=== Written request ===
Reproduce all of the data below word for word, with nothing changed or left out.

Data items
* Start *

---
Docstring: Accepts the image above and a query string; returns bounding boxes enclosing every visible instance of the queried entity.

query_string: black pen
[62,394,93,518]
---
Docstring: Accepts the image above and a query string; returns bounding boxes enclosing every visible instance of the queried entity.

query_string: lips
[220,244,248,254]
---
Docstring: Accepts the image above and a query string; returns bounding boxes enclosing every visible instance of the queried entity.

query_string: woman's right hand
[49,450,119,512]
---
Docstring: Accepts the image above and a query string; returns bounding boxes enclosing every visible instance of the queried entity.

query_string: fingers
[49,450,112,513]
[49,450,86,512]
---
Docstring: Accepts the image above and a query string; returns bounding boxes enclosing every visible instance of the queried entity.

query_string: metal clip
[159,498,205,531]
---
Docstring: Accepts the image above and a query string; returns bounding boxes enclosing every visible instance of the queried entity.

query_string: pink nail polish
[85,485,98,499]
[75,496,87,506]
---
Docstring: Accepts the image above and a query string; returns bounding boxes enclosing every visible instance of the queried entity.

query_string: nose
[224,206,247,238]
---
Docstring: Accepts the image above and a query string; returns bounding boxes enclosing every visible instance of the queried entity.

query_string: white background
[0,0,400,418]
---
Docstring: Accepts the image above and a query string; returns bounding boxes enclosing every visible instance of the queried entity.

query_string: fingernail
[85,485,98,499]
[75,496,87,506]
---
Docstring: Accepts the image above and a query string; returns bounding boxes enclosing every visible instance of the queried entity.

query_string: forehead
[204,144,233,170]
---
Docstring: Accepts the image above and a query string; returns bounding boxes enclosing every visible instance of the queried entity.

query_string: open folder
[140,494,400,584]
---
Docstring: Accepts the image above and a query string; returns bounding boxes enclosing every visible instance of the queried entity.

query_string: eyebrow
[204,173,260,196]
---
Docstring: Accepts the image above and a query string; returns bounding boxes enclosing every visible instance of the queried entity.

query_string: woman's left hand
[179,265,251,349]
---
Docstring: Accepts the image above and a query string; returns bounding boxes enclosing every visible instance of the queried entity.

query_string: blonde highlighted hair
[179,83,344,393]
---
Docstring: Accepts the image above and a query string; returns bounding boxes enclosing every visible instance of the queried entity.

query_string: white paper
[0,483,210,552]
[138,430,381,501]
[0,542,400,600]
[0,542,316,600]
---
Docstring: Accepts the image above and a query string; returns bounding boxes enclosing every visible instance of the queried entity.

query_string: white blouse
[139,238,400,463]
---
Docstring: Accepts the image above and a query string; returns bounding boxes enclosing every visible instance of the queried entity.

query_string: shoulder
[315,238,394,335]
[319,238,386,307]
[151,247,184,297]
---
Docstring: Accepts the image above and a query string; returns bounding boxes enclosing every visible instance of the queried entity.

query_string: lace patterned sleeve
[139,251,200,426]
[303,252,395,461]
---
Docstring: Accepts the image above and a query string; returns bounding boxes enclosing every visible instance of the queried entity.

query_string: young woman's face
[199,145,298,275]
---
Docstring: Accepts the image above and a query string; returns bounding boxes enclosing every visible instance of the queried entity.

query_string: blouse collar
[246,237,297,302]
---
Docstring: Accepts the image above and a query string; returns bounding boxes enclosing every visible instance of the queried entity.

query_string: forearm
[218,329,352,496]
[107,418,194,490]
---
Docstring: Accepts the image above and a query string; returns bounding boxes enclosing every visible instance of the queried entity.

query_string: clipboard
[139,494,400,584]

* End *

=== Exercise solution ===
---
Docstring: Accepts the image above and a query string; returns bounding boxes enclosing every visible instance of the queried entity.

query_string: black pen
[62,394,93,518]
---
Docstring: Accepts the image above and a query string; returns bounding boxes enclosing every visible instance of the queried entity.

query_string: lips
[220,244,248,254]
---
Docstring: Accepts the image above and a query string; returns bounding boxes enclosing every visible instance of the queried entity.

query_string: woman's right hand
[49,450,119,512]
---
Docstring: Accepts the image above and a query string; returns bounding boxes enclosing every visible instance of the queried entity.

query_string: fingers
[49,450,112,513]
[49,450,86,512]
---
Docstring: Accepts the image above and a query string; returns bounding boxes enclosing every visible instance of the queried entity.

query_string: metal clip
[159,498,205,531]
---
Docstring: Accepts the image above and a query string; returns bounding boxes enclosing every visible instance of the queried entity.

query_string: pink nail polish
[85,485,98,499]
[75,496,87,506]
---
Docstring: Accepts the image above and a query string; returns bounding boxes enclosing every visible instance of the queried entity.

query_string: nose
[224,206,247,238]
---
Docstring: Accepts the image above and a query string; returns bounding boxes enclosing every visible instance of the queried entity.

query_string: white background
[0,0,400,418]
---
Docstring: Accepts the image above and a query string; returns bounding boxes enclosing every visible instance of the queried entity.

query_string: fingernail
[85,485,98,499]
[75,496,87,506]
---
Docstring: Accepts the image above and a query string; returns bounding boxes enclosing every visible instance of the queried entity.

query_string: forehead
[204,144,233,170]
---
Docstring: Accepts the image above and a query string; returns bounding boxes enclosing every visible instance of the queried entity.

query_string: open folder
[140,494,400,584]
---
Docstring: Accepts the image above and a query string; returns bounding boxes enclosing every visible instance of the queried entity.

query_string: eyebrow
[204,173,260,196]
---
Docstring: Accepts the image above and a query string; returns bounding boxes enclosing every visible instance of the queried entity.

query_string: woman's left hand
[179,265,251,349]
---
Docstring: Accepts the image above and a query string; returns bounding boxes enclosing every visible instance of the queried entity.

query_string: blonde highlighted hair
[179,83,344,393]
---
Docstring: Accepts the image above and a query string; returns bounding boxes enclosing every visible instance of the queried entity.

query_string: white paper
[0,483,210,552]
[138,430,381,501]
[0,542,400,600]
[0,542,316,600]
---
Docstring: Accepts the image above and a query string; returns bounding boxes enclosing every visible instance of the queried entity.

query_string: white blouse
[139,238,400,463]
---
Docstring: Accepts the image above and a query string; returns bounding boxes enclosing every visible instance of the queried entity.

query_string: shoulder
[315,238,394,335]
[319,238,386,307]
[151,247,184,297]
---
Docstring: Accepts the image above and a query string; returns bounding boxes enclosing every visible instance of the queried entity.

query_string: lace patterned sleeve
[139,251,200,426]
[303,252,395,461]
---
Docstring: Accepts the image above and a query string; returns bounding boxes enclosing every visible instance of the queried entity.

query_string: young woman's face
[199,145,298,275]
---
Docstring: Accepts the image above and a query string; returns bounding boxes enclosing every visible instance of the queried entity.

query_string: blouse collar
[246,237,297,302]
---
Docstring: Accepts the image above and a query string; returns bounding boxes enclosing every visible instance of the queried entity.

query_string: forearm
[218,329,352,496]
[107,418,194,490]
---
Docstring: Accepts the image above and a query string; returns bounding boxes enclosing every visible instance of the queried entity.

query_string: clipboard
[139,494,400,584]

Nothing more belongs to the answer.